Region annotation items
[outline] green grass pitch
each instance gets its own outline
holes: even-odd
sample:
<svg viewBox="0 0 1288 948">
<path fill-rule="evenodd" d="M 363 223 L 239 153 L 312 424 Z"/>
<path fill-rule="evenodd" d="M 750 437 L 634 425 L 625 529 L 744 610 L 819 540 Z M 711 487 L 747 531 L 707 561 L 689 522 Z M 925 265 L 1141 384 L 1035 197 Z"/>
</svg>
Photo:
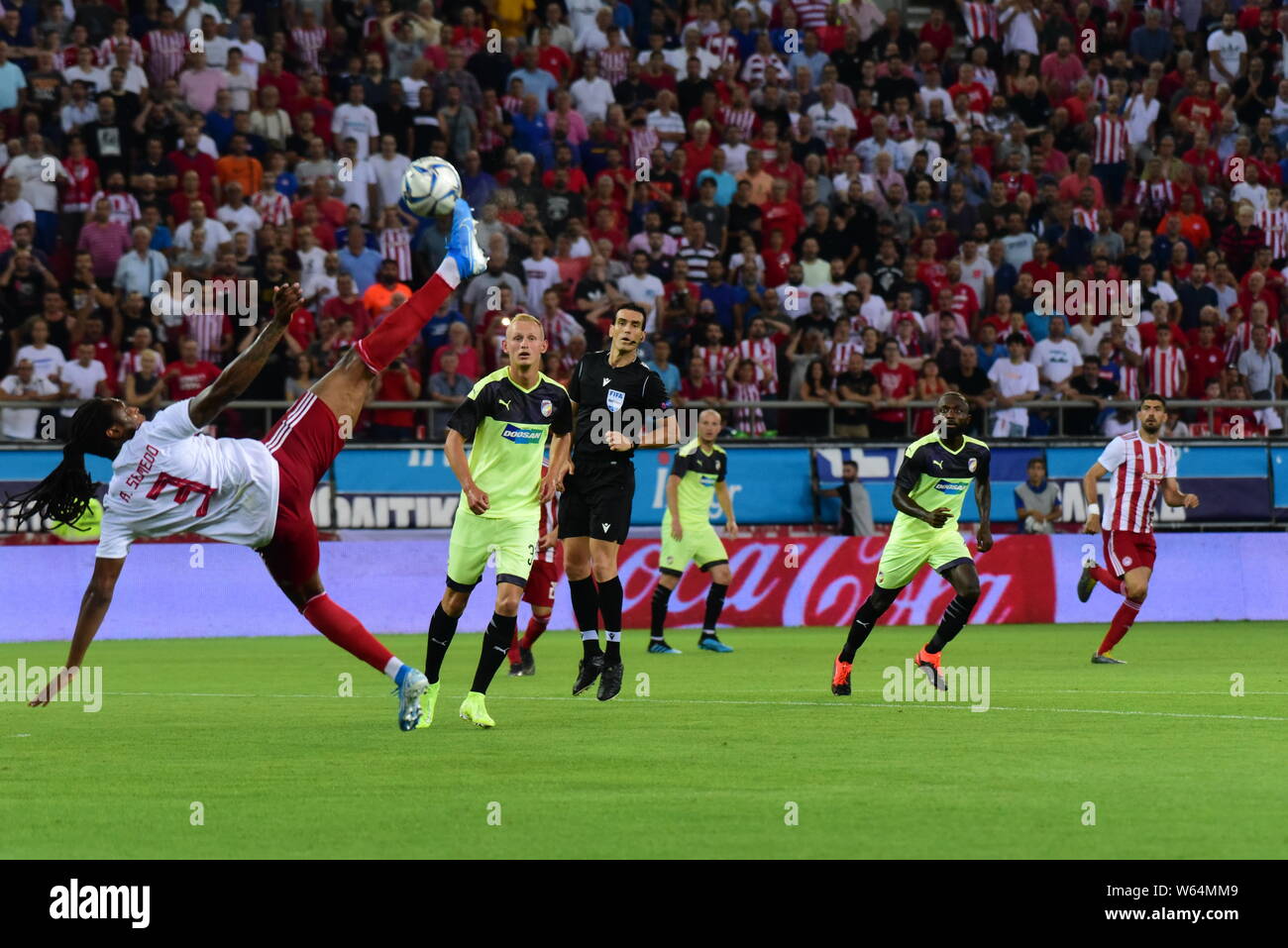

• Directions for this task: Can you retype the lines above word for word, omitting the picture?

• Answer to this task:
[outline] green grass pitch
each instance gets its own outline
holes: even-odd
sample:
<svg viewBox="0 0 1288 948">
<path fill-rule="evenodd" d="M 363 223 L 239 153 L 312 424 Z"/>
<path fill-rule="evenodd" d="M 750 437 L 634 425 L 625 529 L 744 610 L 819 540 Z M 711 487 L 747 531 L 707 561 L 689 522 Z M 925 265 L 1141 384 L 1035 197 Z"/>
</svg>
Photo:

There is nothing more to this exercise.